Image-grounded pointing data
________________________________________

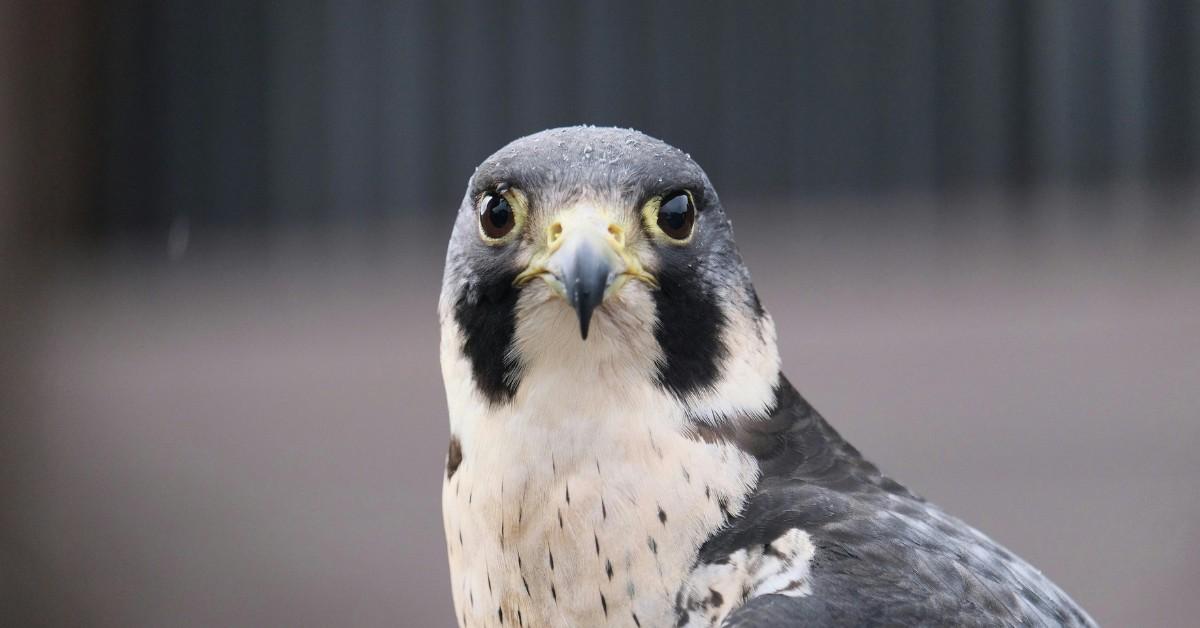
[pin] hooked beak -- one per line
(585, 262)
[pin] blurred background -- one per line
(222, 226)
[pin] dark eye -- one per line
(496, 216)
(677, 214)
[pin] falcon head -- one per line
(603, 256)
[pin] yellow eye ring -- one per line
(671, 217)
(501, 214)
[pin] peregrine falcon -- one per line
(624, 449)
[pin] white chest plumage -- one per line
(583, 500)
(552, 526)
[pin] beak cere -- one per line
(586, 273)
(585, 261)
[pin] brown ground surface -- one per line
(255, 435)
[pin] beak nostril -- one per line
(618, 234)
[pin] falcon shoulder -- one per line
(858, 548)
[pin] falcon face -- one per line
(624, 448)
(598, 247)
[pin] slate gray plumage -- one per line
(663, 470)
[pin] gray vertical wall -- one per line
(244, 113)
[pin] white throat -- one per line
(585, 497)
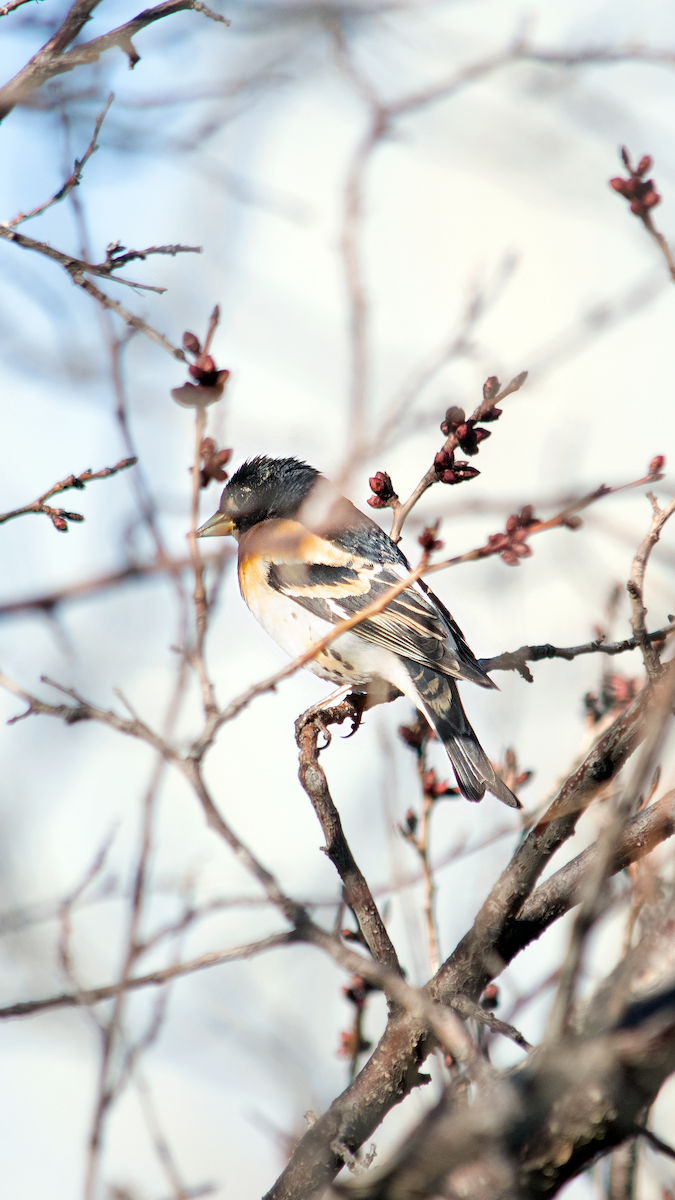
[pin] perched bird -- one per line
(308, 559)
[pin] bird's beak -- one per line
(219, 526)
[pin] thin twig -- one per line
(635, 587)
(401, 511)
(153, 979)
(58, 516)
(77, 269)
(73, 178)
(357, 893)
(54, 59)
(517, 660)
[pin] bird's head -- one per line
(262, 490)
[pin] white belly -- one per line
(348, 659)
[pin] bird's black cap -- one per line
(267, 489)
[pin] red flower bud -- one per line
(454, 417)
(651, 198)
(443, 460)
(381, 485)
(428, 539)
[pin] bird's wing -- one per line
(413, 623)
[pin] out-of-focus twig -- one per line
(517, 660)
(59, 517)
(54, 59)
(73, 178)
(635, 587)
(357, 893)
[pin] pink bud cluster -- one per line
(382, 491)
(640, 192)
(512, 545)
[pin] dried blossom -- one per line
(454, 417)
(640, 192)
(428, 539)
(213, 462)
(383, 491)
(512, 545)
(210, 381)
(491, 388)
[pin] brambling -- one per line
(308, 559)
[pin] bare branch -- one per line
(357, 893)
(59, 516)
(76, 268)
(635, 587)
(72, 180)
(53, 59)
(93, 586)
(392, 1071)
(517, 660)
(154, 979)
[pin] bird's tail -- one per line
(438, 697)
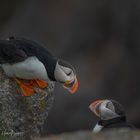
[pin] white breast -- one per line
(31, 68)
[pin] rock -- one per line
(22, 117)
(122, 134)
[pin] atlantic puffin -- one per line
(31, 64)
(111, 114)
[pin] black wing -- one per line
(11, 53)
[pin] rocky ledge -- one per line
(22, 117)
(122, 134)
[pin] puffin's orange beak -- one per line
(94, 106)
(72, 87)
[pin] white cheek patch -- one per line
(61, 72)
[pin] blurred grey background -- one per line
(100, 38)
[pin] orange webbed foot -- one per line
(26, 89)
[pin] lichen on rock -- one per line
(22, 117)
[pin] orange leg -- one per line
(26, 88)
(38, 83)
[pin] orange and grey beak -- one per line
(95, 107)
(71, 86)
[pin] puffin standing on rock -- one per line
(111, 114)
(32, 65)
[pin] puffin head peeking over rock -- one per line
(32, 65)
(111, 114)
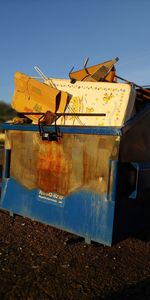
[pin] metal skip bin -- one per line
(88, 181)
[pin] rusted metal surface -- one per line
(75, 162)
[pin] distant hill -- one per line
(6, 112)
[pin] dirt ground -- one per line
(40, 262)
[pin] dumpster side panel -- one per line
(70, 185)
(75, 162)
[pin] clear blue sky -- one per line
(57, 34)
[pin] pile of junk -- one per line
(78, 156)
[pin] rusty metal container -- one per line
(90, 180)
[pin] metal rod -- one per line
(66, 114)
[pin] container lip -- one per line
(136, 118)
(98, 130)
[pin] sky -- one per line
(59, 34)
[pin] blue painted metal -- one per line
(104, 217)
(115, 131)
(83, 213)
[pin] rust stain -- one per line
(77, 161)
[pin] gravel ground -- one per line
(41, 262)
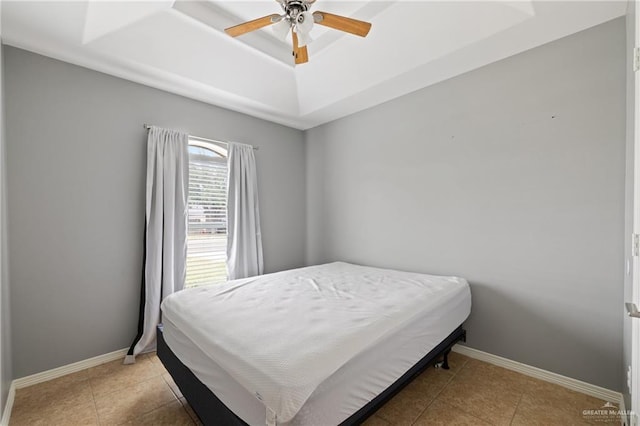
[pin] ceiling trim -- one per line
(155, 78)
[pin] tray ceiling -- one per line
(180, 46)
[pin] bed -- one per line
(322, 345)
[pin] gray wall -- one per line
(76, 176)
(6, 373)
(628, 219)
(511, 176)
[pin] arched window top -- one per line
(207, 225)
(206, 148)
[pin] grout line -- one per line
(516, 410)
(440, 391)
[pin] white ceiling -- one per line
(180, 46)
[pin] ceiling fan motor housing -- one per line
(293, 8)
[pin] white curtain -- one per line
(166, 230)
(244, 241)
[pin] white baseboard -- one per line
(6, 413)
(68, 369)
(538, 373)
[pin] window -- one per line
(207, 233)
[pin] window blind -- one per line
(207, 236)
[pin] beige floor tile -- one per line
(66, 391)
(133, 401)
(56, 415)
(174, 388)
(114, 376)
(172, 414)
(151, 356)
(557, 406)
(190, 411)
(488, 400)
(405, 407)
(375, 421)
(430, 382)
(482, 372)
(440, 413)
(456, 362)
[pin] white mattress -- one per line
(398, 317)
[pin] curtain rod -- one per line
(255, 148)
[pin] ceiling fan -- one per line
(299, 21)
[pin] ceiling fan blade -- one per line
(299, 53)
(342, 23)
(249, 26)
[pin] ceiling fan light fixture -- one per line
(304, 38)
(281, 29)
(304, 22)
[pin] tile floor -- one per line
(470, 393)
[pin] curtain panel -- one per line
(165, 244)
(244, 240)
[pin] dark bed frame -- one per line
(212, 411)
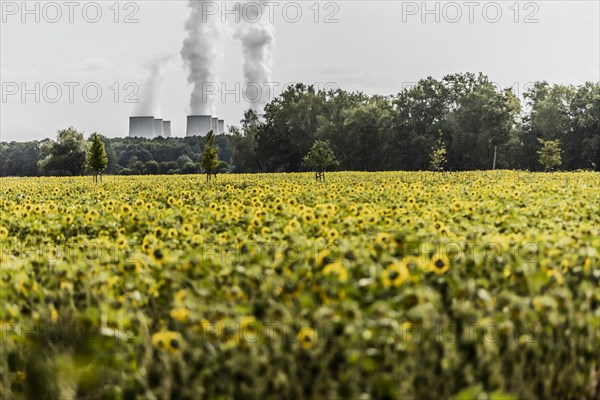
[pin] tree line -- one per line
(464, 116)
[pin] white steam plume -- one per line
(257, 36)
(150, 92)
(202, 53)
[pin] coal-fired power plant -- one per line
(141, 126)
(197, 125)
(157, 127)
(166, 128)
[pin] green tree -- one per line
(210, 157)
(319, 158)
(97, 159)
(66, 155)
(549, 154)
(438, 154)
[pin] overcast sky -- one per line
(375, 47)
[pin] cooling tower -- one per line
(215, 125)
(141, 127)
(198, 125)
(167, 128)
(158, 127)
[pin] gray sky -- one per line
(375, 46)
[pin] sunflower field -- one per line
(394, 285)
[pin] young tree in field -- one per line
(319, 158)
(549, 154)
(97, 160)
(66, 155)
(210, 158)
(438, 155)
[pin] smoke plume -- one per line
(257, 36)
(202, 54)
(150, 92)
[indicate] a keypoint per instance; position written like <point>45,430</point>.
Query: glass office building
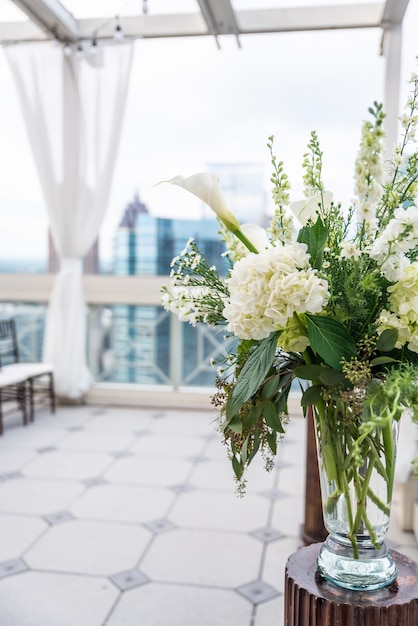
<point>145,245</point>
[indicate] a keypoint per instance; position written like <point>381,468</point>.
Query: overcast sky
<point>190,104</point>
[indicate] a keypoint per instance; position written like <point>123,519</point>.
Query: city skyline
<point>190,104</point>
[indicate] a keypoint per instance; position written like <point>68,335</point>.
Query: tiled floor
<point>129,517</point>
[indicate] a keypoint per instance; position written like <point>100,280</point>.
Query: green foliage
<point>315,237</point>
<point>330,340</point>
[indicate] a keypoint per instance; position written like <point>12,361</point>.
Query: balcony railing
<point>132,343</point>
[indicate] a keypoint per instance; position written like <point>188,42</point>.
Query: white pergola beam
<point>394,11</point>
<point>311,18</point>
<point>53,18</point>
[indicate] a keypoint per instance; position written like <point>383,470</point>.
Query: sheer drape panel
<point>73,109</point>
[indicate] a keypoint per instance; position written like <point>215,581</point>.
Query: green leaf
<point>308,372</point>
<point>382,360</point>
<point>235,425</point>
<point>271,386</point>
<point>252,416</point>
<point>315,237</point>
<point>387,340</point>
<point>272,441</point>
<point>254,371</point>
<point>244,450</point>
<point>272,417</point>
<point>330,340</point>
<point>281,401</point>
<point>329,376</point>
<point>311,396</point>
<point>238,467</point>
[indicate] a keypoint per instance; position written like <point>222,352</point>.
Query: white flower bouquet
<point>326,296</point>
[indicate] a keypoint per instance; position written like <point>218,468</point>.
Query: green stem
<point>247,243</point>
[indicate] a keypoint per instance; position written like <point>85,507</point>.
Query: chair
<point>38,377</point>
<point>12,389</point>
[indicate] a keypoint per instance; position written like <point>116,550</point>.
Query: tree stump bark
<point>312,601</point>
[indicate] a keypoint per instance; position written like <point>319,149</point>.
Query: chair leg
<point>52,398</point>
<point>1,413</point>
<point>21,395</point>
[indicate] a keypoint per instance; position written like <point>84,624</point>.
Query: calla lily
<point>310,208</point>
<point>207,187</point>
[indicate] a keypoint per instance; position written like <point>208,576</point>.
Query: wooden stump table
<point>312,601</point>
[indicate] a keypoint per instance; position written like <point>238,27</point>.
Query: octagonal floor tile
<point>37,496</point>
<point>220,510</point>
<point>168,445</point>
<point>89,547</point>
<point>17,533</point>
<point>45,599</point>
<point>123,503</point>
<point>99,441</point>
<point>144,470</point>
<point>173,605</point>
<point>66,464</point>
<point>203,557</point>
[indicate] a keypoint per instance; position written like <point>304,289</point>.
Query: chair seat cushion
<point>29,370</point>
<point>8,378</point>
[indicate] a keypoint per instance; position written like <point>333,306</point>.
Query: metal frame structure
<point>50,19</point>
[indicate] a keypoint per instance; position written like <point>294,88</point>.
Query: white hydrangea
<point>399,236</point>
<point>267,288</point>
<point>349,250</point>
<point>403,314</point>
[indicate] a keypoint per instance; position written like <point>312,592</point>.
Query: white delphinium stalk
<point>403,314</point>
<point>369,170</point>
<point>399,237</point>
<point>282,226</point>
<point>349,250</point>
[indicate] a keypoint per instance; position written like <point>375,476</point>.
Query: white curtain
<point>73,109</point>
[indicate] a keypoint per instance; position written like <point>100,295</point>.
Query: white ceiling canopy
<point>50,19</point>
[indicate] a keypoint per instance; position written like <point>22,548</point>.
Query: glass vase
<point>356,470</point>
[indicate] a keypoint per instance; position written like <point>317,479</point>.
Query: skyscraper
<point>145,245</point>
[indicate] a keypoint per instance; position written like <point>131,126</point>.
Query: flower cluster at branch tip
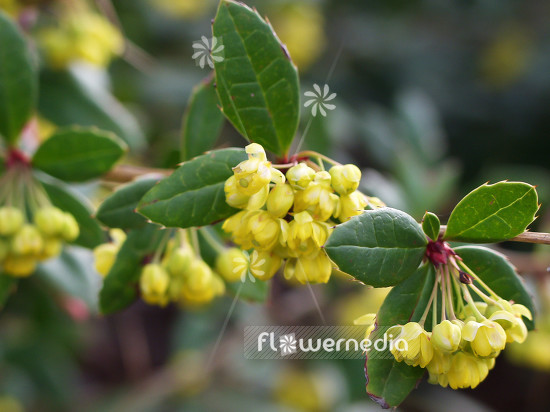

________________________________________

Exercise goal:
Every line from the one containing "written like <point>312,592</point>." through the final line of the records above is to be written out exactly; nothing else, and no pictures.

Result:
[indicate] a keypoint per instance; position written like <point>312,592</point>.
Query: white delphinium stalk
<point>403,314</point>
<point>369,170</point>
<point>399,237</point>
<point>282,226</point>
<point>349,250</point>
[indicate] a keypoint per instance; position written like <point>375,476</point>.
Query: white curtain
<point>73,109</point>
[indicate] a keypoint per instance; position written like <point>100,295</point>.
Query: white ceiling canopy
<point>50,19</point>
[indicate] a keypoint per instance; position written like <point>22,548</point>.
Query: glass vase
<point>356,470</point>
[indicate] a keypoint per instance; position written like <point>317,479</point>.
Query: skyscraper
<point>145,245</point>
[indicate] a keypoint per instance; position written like <point>131,126</point>.
Query: flower cluster at branch tip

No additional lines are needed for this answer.